# START OF Given information

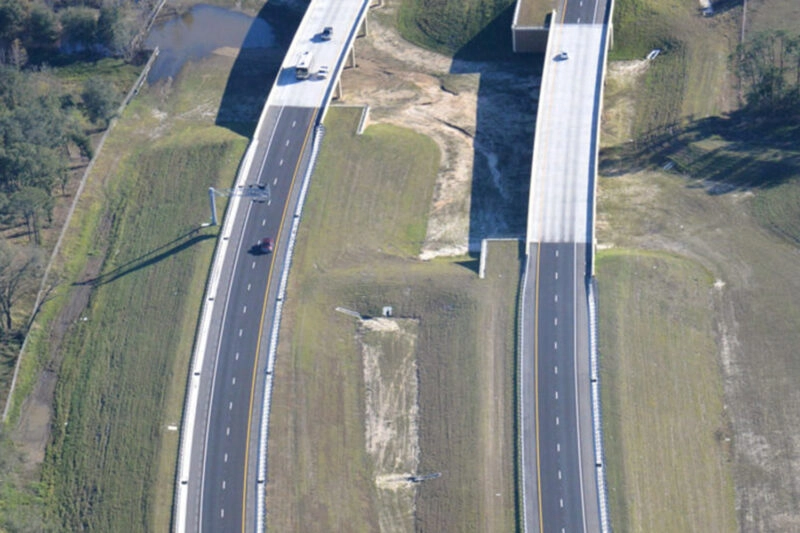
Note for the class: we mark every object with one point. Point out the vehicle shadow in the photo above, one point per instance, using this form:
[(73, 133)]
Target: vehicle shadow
[(503, 139), (256, 69), (156, 255)]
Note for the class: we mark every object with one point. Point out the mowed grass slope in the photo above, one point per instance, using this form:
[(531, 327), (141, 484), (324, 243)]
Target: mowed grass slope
[(689, 79), (364, 224), (110, 463), (667, 439), (448, 25)]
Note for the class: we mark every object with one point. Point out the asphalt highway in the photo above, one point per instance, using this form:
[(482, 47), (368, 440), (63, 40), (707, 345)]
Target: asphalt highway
[(562, 496), (222, 489)]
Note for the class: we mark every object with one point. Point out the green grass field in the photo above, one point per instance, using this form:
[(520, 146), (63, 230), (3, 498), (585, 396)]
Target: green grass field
[(449, 26), (364, 223)]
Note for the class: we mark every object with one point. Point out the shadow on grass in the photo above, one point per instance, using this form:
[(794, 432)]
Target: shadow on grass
[(503, 137), (255, 70), (741, 150), (166, 250)]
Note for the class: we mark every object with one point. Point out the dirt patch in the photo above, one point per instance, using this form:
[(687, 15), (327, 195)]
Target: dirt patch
[(388, 348)]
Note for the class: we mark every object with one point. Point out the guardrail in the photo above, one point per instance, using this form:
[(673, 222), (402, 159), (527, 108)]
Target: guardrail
[(181, 497)]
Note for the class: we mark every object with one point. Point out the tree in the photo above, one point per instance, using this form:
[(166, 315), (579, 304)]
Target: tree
[(99, 99), (19, 274), (32, 203)]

# END OF Given information

[Aim of the exercise] Reproduce all of the entries above verbatim, line for line, but leave out the image placeholder.

[Result of the exercise]
Note for the class: we mark every object with one point. Point out the vehicle shadow in the photo above, one point per instance, using this form:
[(73, 133)]
Target: vehicle shadow
[(503, 139), (256, 69), (156, 255)]
Note for the class: we mark every object with one point. Point out the mowed grass slope in the photo above, one point per instance, using this form:
[(531, 327), (141, 484), (324, 243)]
Target: mowed grass slope
[(689, 79), (364, 224), (110, 463), (667, 439), (448, 25)]
Note for the class: we mark every object with one point. Point out the asphalt highway in the photo above, one point per instance, using this form:
[(482, 47), (368, 440), (63, 40), (707, 345)]
Target: asphalt highway
[(562, 496), (222, 489)]
Note for the class: we mark every object with one point. Point out the green grass field in the photo above, one point per instance, using this form:
[(520, 146), (63, 230), (3, 498), (585, 396)]
Target: green grass field
[(449, 26), (364, 223)]
Note for the class: we mark every object with one point. Point out the shadow on grass in the photo above, one point per instance, using this form:
[(794, 432)]
Target: shadow on grass
[(503, 137), (255, 70), (741, 150), (166, 250)]
Note for the class: we mark every object with one point. Point out the dirt patch in the photo above, one point per instance, using this form:
[(687, 15), (327, 195)]
Target: dirt patch
[(388, 348)]
Note for the class: we mark every object with one point. Point out the guardrail in the photo above, one point per instance, using this form:
[(673, 222), (402, 159), (527, 108)]
Target: guardrail
[(181, 497)]
Note for the class: we mark every object with one point. Point out the tree in the photo above, one point per instance, using this form:
[(166, 315), (579, 304)]
Target: tree
[(99, 99), (19, 274), (32, 203)]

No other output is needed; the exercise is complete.